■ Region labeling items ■
#####

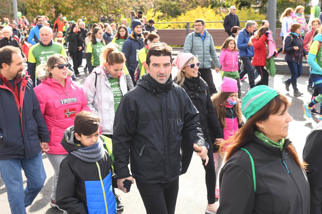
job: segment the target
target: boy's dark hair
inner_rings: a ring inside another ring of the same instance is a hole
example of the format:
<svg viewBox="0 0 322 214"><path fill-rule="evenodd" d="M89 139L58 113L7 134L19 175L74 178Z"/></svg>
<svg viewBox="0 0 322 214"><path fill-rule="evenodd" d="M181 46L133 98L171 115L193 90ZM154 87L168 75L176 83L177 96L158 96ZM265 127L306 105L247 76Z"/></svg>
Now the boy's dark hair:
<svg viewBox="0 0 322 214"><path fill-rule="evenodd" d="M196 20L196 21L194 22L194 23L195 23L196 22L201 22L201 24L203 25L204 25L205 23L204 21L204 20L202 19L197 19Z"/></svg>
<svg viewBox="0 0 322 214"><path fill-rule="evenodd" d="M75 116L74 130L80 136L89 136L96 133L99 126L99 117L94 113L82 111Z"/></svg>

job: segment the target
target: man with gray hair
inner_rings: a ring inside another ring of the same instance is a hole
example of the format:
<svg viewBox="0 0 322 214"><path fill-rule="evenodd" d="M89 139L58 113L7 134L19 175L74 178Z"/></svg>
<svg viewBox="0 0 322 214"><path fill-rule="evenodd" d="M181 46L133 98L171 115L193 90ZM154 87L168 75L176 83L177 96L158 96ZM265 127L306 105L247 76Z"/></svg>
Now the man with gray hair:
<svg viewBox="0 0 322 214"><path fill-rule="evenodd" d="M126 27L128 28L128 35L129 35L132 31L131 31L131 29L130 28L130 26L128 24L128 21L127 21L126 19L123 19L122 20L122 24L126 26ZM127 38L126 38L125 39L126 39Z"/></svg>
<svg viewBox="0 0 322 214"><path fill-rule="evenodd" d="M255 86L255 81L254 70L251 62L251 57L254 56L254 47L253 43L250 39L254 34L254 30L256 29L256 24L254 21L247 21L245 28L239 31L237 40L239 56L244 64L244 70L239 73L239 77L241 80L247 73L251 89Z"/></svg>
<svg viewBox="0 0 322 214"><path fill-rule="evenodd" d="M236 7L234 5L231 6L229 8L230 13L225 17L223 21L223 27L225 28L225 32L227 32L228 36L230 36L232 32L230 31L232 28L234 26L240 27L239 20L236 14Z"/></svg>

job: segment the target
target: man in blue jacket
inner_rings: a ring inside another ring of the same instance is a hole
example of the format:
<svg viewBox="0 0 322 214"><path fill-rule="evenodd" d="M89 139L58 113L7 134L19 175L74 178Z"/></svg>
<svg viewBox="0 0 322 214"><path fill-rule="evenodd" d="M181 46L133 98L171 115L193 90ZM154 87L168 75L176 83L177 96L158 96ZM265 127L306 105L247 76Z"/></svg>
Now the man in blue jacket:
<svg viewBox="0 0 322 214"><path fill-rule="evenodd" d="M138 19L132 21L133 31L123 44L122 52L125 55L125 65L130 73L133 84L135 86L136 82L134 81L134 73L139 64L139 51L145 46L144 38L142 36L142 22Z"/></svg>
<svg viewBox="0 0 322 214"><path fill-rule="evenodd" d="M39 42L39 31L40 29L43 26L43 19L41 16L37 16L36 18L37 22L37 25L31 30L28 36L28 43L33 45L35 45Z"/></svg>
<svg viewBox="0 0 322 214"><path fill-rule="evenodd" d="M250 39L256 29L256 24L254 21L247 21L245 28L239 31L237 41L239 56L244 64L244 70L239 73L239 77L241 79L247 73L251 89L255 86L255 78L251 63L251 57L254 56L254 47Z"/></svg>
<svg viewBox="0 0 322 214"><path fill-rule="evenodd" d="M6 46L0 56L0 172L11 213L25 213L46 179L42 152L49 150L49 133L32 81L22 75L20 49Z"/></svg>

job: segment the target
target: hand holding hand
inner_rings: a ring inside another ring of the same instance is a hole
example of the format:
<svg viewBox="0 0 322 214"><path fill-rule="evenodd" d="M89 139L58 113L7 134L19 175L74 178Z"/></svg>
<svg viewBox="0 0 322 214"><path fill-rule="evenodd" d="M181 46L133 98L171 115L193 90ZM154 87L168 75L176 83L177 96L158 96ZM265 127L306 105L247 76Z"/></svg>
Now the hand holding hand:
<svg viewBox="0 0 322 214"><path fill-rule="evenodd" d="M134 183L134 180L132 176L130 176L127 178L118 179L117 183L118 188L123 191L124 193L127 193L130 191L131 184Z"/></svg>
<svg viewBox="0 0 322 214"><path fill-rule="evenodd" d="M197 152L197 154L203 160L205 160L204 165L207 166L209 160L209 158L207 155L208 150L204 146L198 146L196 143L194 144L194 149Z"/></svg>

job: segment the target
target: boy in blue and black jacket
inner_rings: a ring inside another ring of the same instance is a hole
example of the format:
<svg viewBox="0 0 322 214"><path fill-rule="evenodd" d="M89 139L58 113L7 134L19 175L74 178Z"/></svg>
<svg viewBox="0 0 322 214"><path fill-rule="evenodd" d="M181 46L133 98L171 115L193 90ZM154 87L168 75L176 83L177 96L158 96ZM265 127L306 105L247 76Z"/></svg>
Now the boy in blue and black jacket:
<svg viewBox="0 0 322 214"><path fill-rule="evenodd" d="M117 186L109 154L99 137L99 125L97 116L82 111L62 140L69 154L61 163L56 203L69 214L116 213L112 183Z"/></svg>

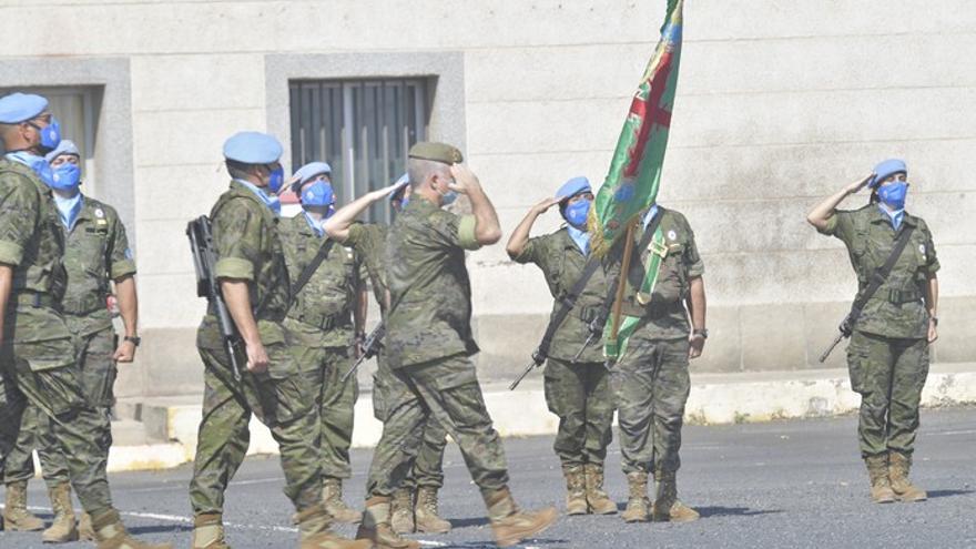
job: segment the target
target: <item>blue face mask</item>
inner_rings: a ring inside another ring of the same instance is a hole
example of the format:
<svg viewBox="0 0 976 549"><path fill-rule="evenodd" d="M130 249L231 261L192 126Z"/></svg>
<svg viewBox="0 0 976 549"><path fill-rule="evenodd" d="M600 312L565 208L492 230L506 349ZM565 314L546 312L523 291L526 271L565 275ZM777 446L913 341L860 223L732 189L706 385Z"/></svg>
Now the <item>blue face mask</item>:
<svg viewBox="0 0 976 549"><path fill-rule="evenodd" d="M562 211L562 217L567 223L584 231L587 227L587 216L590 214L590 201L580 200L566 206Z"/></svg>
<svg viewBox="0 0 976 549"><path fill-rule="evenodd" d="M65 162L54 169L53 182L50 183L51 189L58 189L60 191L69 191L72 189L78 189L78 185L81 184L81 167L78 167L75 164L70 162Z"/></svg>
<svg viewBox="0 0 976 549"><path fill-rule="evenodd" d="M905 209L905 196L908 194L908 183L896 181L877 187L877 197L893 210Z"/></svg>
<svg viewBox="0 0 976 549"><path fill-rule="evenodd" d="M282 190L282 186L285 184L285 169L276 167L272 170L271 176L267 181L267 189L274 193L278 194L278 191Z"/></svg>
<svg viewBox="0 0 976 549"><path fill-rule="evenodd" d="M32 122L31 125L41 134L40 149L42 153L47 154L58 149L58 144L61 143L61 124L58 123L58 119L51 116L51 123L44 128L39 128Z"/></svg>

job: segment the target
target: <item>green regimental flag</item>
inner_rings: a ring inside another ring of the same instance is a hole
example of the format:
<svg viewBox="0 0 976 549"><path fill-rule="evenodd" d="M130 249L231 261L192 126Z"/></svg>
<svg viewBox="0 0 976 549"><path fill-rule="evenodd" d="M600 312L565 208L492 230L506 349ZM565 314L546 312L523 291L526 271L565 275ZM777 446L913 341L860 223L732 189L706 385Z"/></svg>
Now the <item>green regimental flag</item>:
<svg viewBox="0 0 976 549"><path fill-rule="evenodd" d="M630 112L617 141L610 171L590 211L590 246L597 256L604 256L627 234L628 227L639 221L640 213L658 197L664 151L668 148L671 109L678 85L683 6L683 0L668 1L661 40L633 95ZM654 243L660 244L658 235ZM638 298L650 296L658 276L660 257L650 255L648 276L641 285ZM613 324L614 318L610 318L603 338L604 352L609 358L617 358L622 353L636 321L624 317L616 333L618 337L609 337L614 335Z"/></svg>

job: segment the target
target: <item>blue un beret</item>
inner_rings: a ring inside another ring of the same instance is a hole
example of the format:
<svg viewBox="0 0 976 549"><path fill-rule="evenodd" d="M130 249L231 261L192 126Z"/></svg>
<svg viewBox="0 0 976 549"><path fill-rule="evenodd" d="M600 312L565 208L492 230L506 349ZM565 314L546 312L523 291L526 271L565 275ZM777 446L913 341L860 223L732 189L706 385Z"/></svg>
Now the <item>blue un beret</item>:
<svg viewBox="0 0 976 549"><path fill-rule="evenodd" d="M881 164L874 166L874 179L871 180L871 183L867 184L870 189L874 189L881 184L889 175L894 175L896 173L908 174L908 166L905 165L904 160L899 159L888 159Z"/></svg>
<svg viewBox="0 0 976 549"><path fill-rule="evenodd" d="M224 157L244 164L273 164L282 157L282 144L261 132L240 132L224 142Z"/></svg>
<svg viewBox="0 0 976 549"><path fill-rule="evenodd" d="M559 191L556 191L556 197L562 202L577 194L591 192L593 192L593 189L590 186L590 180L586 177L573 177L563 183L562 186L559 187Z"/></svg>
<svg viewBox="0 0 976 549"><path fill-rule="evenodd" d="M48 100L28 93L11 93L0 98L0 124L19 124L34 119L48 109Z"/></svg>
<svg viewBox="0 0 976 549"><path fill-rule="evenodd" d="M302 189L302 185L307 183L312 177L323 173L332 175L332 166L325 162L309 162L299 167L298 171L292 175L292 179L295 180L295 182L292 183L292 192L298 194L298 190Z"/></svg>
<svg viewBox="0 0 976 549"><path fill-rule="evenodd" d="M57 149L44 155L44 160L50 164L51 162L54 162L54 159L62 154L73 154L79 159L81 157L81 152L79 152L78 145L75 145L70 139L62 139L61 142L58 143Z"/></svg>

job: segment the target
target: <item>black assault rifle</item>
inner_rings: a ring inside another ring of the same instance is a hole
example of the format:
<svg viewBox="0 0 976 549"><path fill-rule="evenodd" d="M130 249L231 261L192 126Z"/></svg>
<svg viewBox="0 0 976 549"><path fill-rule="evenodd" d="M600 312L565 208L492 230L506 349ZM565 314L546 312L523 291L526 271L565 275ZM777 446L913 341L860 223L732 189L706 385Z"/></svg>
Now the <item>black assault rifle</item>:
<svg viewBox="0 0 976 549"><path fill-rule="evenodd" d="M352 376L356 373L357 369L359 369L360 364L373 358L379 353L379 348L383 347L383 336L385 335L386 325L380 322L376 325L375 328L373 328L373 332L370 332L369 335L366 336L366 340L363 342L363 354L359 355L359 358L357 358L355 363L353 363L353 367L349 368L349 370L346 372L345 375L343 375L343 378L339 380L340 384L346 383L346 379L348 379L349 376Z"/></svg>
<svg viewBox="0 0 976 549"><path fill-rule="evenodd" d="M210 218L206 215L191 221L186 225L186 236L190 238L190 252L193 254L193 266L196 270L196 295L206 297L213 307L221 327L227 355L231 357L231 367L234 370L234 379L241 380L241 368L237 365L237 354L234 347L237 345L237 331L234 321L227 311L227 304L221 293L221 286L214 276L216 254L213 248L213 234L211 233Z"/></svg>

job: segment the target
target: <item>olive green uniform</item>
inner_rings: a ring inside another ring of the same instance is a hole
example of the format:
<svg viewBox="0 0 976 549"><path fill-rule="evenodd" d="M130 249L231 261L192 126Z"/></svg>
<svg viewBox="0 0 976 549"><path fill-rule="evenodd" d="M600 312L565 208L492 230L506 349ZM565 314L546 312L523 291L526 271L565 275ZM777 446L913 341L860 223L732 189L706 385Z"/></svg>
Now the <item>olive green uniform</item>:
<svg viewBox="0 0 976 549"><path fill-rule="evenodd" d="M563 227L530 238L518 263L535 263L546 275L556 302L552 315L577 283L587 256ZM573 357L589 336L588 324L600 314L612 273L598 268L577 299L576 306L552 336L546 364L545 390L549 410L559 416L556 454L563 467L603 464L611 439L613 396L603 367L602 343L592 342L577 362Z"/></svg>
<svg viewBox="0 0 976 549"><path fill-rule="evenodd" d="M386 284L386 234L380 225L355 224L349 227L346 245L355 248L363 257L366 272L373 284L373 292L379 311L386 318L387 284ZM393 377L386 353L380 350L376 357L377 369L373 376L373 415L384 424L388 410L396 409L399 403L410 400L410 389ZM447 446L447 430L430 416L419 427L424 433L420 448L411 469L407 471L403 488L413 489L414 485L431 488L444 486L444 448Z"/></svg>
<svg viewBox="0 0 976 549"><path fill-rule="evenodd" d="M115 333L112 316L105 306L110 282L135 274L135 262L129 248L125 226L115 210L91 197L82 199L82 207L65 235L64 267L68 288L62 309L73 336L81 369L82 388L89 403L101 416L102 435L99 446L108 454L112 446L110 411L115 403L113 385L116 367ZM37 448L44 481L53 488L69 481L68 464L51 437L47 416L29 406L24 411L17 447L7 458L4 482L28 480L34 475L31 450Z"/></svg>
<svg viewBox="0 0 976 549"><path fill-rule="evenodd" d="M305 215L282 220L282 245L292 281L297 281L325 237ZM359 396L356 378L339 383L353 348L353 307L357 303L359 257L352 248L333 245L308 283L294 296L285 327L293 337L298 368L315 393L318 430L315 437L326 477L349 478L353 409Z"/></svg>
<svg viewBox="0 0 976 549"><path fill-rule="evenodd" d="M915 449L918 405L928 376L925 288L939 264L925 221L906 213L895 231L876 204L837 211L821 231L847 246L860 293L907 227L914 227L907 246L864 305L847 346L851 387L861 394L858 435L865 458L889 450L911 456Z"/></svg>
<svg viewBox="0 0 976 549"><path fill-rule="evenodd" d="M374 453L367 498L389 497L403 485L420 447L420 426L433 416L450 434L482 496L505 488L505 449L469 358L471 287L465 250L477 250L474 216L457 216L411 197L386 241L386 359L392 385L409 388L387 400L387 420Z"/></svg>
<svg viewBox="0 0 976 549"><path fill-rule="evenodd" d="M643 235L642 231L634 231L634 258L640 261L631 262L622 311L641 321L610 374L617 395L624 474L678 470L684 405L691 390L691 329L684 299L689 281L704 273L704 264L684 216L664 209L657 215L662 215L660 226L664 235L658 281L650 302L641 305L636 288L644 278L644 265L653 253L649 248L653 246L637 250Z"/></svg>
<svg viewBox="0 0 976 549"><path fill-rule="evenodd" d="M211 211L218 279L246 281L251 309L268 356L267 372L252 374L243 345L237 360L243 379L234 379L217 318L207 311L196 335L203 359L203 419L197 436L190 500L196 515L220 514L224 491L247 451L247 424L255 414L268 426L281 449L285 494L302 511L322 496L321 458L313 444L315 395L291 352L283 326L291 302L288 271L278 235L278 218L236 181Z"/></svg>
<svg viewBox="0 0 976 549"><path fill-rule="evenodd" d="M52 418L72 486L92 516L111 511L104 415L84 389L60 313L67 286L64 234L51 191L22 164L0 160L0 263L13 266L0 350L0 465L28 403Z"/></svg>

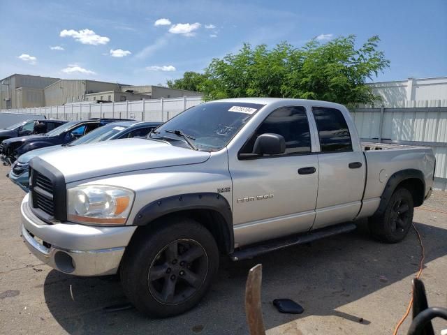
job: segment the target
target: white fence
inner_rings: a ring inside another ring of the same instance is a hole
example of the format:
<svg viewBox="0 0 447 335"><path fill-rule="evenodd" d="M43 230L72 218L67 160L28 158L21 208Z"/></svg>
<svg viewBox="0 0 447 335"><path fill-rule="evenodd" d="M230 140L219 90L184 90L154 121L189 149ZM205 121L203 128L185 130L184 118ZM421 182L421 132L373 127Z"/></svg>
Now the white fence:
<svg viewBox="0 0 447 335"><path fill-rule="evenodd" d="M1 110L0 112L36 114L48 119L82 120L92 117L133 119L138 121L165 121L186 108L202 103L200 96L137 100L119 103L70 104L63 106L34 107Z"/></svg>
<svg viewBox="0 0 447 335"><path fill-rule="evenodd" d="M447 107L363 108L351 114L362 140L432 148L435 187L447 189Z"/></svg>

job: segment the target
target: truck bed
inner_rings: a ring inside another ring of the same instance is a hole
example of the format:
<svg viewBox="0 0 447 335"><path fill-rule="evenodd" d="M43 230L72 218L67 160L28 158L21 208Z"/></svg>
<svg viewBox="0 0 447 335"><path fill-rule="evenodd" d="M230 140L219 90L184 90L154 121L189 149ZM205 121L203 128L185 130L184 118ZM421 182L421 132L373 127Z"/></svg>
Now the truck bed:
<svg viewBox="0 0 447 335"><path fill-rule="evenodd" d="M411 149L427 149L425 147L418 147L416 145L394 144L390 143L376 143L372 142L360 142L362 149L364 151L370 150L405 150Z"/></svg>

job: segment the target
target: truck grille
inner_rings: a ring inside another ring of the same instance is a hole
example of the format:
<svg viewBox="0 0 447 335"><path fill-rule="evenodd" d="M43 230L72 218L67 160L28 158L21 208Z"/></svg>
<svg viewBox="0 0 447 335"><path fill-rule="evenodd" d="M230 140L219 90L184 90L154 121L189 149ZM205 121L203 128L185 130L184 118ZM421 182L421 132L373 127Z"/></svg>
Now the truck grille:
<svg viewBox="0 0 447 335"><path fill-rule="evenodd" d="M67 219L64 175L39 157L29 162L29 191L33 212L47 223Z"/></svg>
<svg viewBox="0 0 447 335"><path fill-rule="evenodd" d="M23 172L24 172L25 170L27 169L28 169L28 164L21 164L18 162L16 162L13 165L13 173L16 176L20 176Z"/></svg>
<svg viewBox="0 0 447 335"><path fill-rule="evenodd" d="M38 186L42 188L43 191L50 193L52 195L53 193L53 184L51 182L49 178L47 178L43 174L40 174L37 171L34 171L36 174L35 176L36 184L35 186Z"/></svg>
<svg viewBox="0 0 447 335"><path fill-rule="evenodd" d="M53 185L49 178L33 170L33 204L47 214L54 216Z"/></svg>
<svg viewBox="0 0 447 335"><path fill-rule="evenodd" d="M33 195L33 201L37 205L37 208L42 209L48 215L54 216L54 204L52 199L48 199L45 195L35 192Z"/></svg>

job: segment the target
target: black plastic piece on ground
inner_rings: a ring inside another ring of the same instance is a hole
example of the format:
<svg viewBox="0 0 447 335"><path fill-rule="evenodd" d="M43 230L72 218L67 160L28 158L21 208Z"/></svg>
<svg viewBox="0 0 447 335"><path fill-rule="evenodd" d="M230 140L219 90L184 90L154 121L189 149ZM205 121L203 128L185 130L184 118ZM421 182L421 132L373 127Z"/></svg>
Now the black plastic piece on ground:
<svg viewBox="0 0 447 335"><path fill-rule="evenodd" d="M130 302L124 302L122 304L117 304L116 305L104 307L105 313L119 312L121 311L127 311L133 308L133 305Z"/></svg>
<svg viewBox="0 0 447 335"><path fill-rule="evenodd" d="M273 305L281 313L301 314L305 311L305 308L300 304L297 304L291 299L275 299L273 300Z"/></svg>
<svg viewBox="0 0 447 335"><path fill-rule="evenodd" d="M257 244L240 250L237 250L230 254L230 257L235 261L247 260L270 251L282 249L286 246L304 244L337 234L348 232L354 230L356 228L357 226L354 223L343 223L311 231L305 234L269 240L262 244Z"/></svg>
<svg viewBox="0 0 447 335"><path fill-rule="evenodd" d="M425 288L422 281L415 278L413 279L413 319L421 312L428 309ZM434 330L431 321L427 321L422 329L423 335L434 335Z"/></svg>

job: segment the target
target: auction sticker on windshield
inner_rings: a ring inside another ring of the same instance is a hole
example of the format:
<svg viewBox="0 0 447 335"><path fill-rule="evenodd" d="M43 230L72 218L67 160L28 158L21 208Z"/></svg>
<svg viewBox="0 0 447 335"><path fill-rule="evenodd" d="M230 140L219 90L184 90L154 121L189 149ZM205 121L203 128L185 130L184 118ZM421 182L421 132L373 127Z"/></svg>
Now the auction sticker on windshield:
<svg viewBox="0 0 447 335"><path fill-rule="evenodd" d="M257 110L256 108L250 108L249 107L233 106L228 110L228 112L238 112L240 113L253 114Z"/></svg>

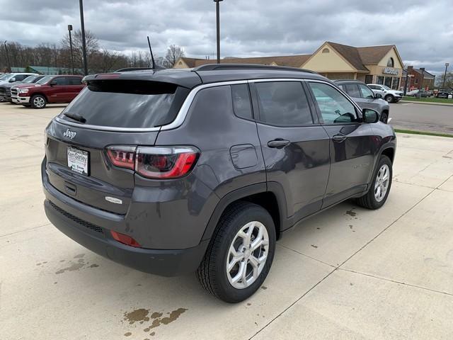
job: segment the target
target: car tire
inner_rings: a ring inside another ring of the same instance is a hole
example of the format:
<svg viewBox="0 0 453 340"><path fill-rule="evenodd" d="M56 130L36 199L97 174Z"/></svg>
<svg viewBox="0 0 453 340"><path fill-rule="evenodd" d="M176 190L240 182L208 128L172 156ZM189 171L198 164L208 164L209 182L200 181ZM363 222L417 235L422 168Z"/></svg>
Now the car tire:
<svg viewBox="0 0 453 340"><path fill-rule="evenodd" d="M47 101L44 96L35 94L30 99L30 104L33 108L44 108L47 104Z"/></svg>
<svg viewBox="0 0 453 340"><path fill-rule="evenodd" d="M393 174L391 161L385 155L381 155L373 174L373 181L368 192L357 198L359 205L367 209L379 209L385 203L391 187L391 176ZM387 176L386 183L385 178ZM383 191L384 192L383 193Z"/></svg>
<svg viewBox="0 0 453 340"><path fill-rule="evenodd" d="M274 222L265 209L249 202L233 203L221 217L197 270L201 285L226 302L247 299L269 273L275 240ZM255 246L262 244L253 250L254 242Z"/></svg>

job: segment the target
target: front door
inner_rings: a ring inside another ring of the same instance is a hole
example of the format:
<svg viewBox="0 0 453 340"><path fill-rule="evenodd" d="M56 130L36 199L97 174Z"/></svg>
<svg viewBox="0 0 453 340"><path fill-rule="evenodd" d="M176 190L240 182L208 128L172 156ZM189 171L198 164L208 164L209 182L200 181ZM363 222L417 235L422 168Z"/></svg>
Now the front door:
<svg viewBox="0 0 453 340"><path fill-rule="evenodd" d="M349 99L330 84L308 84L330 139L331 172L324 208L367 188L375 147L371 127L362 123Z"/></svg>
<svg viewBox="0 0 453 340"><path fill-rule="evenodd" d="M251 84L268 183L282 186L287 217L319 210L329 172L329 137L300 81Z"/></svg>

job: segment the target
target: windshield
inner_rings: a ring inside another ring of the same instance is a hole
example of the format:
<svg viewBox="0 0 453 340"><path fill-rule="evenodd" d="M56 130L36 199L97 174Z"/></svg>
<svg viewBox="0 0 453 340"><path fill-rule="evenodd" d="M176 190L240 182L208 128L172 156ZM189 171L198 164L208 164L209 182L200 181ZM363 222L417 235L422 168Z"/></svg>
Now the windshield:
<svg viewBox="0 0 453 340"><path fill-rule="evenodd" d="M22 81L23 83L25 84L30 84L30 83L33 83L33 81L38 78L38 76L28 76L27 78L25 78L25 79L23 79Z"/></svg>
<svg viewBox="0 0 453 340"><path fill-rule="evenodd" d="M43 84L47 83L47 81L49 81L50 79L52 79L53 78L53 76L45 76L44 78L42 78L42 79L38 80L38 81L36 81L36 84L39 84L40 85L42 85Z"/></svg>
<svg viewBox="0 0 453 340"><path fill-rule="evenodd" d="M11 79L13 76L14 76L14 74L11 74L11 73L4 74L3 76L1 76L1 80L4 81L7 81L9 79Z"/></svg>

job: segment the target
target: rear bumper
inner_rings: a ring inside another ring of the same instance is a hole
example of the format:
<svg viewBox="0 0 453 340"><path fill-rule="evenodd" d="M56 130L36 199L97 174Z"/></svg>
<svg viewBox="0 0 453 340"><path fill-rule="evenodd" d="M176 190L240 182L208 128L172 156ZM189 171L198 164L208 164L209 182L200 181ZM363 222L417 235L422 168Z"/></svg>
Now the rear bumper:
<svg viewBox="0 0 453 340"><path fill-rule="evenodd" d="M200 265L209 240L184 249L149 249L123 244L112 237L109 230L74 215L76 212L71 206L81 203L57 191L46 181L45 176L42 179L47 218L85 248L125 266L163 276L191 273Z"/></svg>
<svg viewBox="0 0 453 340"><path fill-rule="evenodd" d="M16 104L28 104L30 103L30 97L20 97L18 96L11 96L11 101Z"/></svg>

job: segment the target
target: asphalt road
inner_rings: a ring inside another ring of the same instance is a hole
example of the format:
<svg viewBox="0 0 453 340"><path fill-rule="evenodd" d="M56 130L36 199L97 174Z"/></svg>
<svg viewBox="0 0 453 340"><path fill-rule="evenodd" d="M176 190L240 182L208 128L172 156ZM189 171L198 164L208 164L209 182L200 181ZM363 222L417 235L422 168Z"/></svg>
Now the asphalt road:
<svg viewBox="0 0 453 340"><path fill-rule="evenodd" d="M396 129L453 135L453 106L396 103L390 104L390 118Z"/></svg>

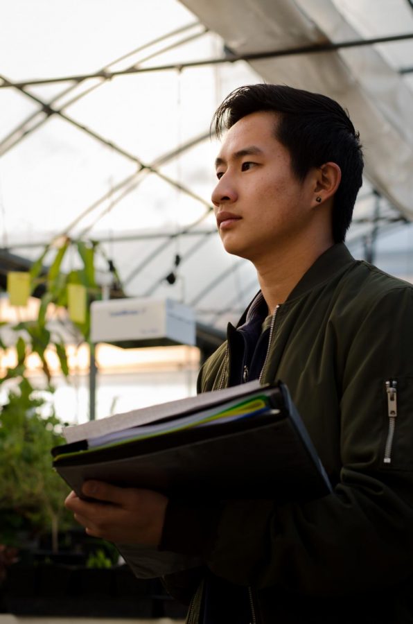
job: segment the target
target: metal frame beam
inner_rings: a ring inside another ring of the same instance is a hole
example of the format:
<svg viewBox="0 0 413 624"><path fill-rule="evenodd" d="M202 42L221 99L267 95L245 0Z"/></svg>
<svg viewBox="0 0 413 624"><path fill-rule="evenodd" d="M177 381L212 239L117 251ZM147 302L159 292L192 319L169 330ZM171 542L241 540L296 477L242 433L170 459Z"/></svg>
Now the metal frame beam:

#####

■ Requirements ■
Arrange the stretch from the start of the rows through the line containing "Now the boy's" as a Markdown table with the columns Num and Line, one numbered row per line and no blank lines. Leave the pictures out of the answer.

■ Completed task ■
| Num | Line |
|---|---|
| 1 | job: segment the target |
| 2 | target: boy's dark hair |
| 3 | inner_rings: a ring inside another ring of the same instance is a hole |
| 4 | example of the format: |
| 5 | <svg viewBox="0 0 322 214"><path fill-rule="evenodd" d="M89 139L58 113L7 134L19 175L74 178Z"/></svg> |
| 6 | <svg viewBox="0 0 322 214"><path fill-rule="evenodd" d="M181 46L133 98L171 115L193 90ZM154 87L168 75L176 83L177 96L158 96ZM265 127L306 105L247 76Z"/></svg> |
| 7 | Now the boy's dark hair: |